Go through the entries below and print each one exactly, leaving out pictures.
▼▼▼
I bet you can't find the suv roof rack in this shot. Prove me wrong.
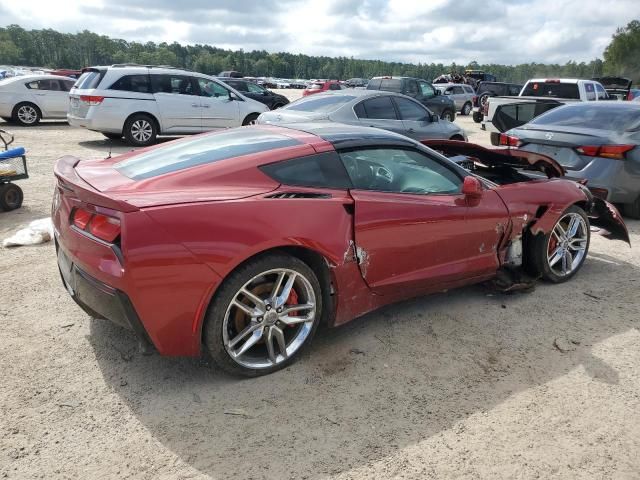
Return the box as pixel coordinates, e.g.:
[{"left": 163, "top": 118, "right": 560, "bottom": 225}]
[{"left": 111, "top": 63, "right": 191, "bottom": 72}]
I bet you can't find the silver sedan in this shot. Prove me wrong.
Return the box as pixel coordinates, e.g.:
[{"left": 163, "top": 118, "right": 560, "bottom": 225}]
[{"left": 257, "top": 90, "right": 467, "bottom": 141}]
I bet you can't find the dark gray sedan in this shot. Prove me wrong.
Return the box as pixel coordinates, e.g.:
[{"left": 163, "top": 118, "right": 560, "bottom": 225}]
[
  {"left": 257, "top": 90, "right": 467, "bottom": 141},
  {"left": 500, "top": 102, "right": 640, "bottom": 218}
]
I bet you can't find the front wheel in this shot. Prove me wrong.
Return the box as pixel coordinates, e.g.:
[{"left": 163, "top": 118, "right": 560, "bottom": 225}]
[
  {"left": 440, "top": 109, "right": 455, "bottom": 122},
  {"left": 528, "top": 205, "right": 591, "bottom": 283},
  {"left": 12, "top": 102, "right": 42, "bottom": 127},
  {"left": 0, "top": 183, "right": 24, "bottom": 212},
  {"left": 204, "top": 254, "right": 323, "bottom": 377}
]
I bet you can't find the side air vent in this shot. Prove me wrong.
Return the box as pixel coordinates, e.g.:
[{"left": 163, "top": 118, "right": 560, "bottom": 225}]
[{"left": 266, "top": 192, "right": 331, "bottom": 198}]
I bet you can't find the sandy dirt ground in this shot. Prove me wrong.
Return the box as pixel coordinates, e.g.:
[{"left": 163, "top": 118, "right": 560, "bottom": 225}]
[{"left": 0, "top": 92, "right": 640, "bottom": 479}]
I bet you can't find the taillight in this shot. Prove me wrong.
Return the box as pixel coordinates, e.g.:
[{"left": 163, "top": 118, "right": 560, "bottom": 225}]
[
  {"left": 72, "top": 208, "right": 120, "bottom": 243},
  {"left": 500, "top": 133, "right": 522, "bottom": 147},
  {"left": 576, "top": 145, "right": 635, "bottom": 160},
  {"left": 80, "top": 95, "right": 104, "bottom": 105}
]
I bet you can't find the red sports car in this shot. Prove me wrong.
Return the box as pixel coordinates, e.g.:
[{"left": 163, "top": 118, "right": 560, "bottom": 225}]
[{"left": 53, "top": 124, "right": 629, "bottom": 376}]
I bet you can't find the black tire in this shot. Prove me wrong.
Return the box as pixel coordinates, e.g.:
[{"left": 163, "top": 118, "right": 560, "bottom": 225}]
[
  {"left": 11, "top": 102, "right": 42, "bottom": 127},
  {"left": 525, "top": 205, "right": 591, "bottom": 283},
  {"left": 440, "top": 108, "right": 456, "bottom": 122},
  {"left": 124, "top": 113, "right": 158, "bottom": 147},
  {"left": 622, "top": 197, "right": 640, "bottom": 220},
  {"left": 0, "top": 183, "right": 24, "bottom": 212},
  {"left": 203, "top": 253, "right": 323, "bottom": 377},
  {"left": 242, "top": 113, "right": 259, "bottom": 126},
  {"left": 102, "top": 132, "right": 122, "bottom": 140}
]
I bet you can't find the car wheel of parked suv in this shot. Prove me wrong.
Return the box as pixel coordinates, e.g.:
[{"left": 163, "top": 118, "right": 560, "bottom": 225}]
[
  {"left": 204, "top": 254, "right": 322, "bottom": 377},
  {"left": 242, "top": 113, "right": 258, "bottom": 125},
  {"left": 102, "top": 132, "right": 122, "bottom": 140},
  {"left": 440, "top": 110, "right": 454, "bottom": 122},
  {"left": 124, "top": 113, "right": 158, "bottom": 147},
  {"left": 12, "top": 102, "right": 42, "bottom": 127}
]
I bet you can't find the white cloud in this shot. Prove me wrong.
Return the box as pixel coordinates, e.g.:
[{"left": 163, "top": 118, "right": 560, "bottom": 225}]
[{"left": 0, "top": 0, "right": 638, "bottom": 64}]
▲▲▲
TASK RESPONSE:
I bet you can't find the suv roof rack in this shot. Prove me wrong.
Return the box as pixel coordinates, e.g.:
[{"left": 163, "top": 118, "right": 560, "bottom": 225}]
[{"left": 111, "top": 63, "right": 191, "bottom": 72}]
I bet you can't find the silver sedan in this shot. Prove me wrong.
Return the box as pixel coordinates, e.g.:
[{"left": 163, "top": 118, "right": 560, "bottom": 225}]
[{"left": 257, "top": 90, "right": 467, "bottom": 141}]
I bet you can't find the dark gray sedan in this shot. Prove me wrong.
Return the box as pixel coordinates, e.g.:
[{"left": 163, "top": 118, "right": 560, "bottom": 225}]
[
  {"left": 257, "top": 90, "right": 467, "bottom": 141},
  {"left": 500, "top": 102, "right": 640, "bottom": 218}
]
I bet you can't find the front wheel in this shot. Prove me wrong.
Return the box as pixel coordinates, e.g.:
[{"left": 163, "top": 118, "right": 560, "bottom": 225}]
[
  {"left": 440, "top": 109, "right": 455, "bottom": 122},
  {"left": 528, "top": 205, "right": 591, "bottom": 283},
  {"left": 12, "top": 102, "right": 42, "bottom": 127},
  {"left": 0, "top": 183, "right": 24, "bottom": 212},
  {"left": 204, "top": 254, "right": 323, "bottom": 377}
]
I bet you can't find the side air vent in this shot. Prove me wrong.
Return the box as pixel coordinates, e.g.:
[{"left": 163, "top": 118, "right": 560, "bottom": 225}]
[{"left": 266, "top": 192, "right": 331, "bottom": 198}]
I bet you can't find the sandy dirt ground in this shot. Prove me wrong.
Return the box as pixel coordinates, e.g.:
[{"left": 163, "top": 118, "right": 560, "bottom": 225}]
[{"left": 0, "top": 92, "right": 640, "bottom": 479}]
I bet you can't find the taillight in this shot. Prove me wrong.
Return the box as pixel coordinates, e.g.:
[{"left": 163, "top": 118, "right": 560, "bottom": 225}]
[
  {"left": 72, "top": 208, "right": 120, "bottom": 243},
  {"left": 500, "top": 133, "right": 522, "bottom": 147},
  {"left": 576, "top": 145, "right": 635, "bottom": 160},
  {"left": 80, "top": 95, "right": 104, "bottom": 105}
]
I bet you can't find the red sports car in this shot. Prove me wrong.
Return the box as pixel coordinates, e.g.:
[{"left": 163, "top": 118, "right": 560, "bottom": 225}]
[{"left": 53, "top": 124, "right": 629, "bottom": 376}]
I bet you can't find the black tire in this shot. Prove me wrong.
Return the box as pixel coordinates, e.g.:
[{"left": 163, "top": 118, "right": 560, "bottom": 225}]
[
  {"left": 11, "top": 102, "right": 42, "bottom": 127},
  {"left": 525, "top": 205, "right": 591, "bottom": 283},
  {"left": 440, "top": 108, "right": 456, "bottom": 122},
  {"left": 124, "top": 113, "right": 158, "bottom": 147},
  {"left": 622, "top": 197, "right": 640, "bottom": 220},
  {"left": 0, "top": 183, "right": 24, "bottom": 212},
  {"left": 203, "top": 253, "right": 323, "bottom": 377},
  {"left": 242, "top": 113, "right": 259, "bottom": 126},
  {"left": 102, "top": 132, "right": 122, "bottom": 140}
]
I bet you can't find the car wheel of parked suv in this shot. Prove me wrong.
Return the box as pixel coordinates, e.g.:
[{"left": 163, "top": 118, "right": 560, "bottom": 225}]
[
  {"left": 204, "top": 254, "right": 322, "bottom": 377},
  {"left": 242, "top": 113, "right": 258, "bottom": 125},
  {"left": 102, "top": 132, "right": 122, "bottom": 140},
  {"left": 440, "top": 110, "right": 454, "bottom": 122},
  {"left": 124, "top": 113, "right": 158, "bottom": 147},
  {"left": 12, "top": 102, "right": 42, "bottom": 127}
]
I bet you can't find the white cloud in this shot. Prove me wrong.
Return the box as pixel coordinates, e.g.:
[{"left": 163, "top": 118, "right": 560, "bottom": 225}]
[{"left": 0, "top": 0, "right": 638, "bottom": 64}]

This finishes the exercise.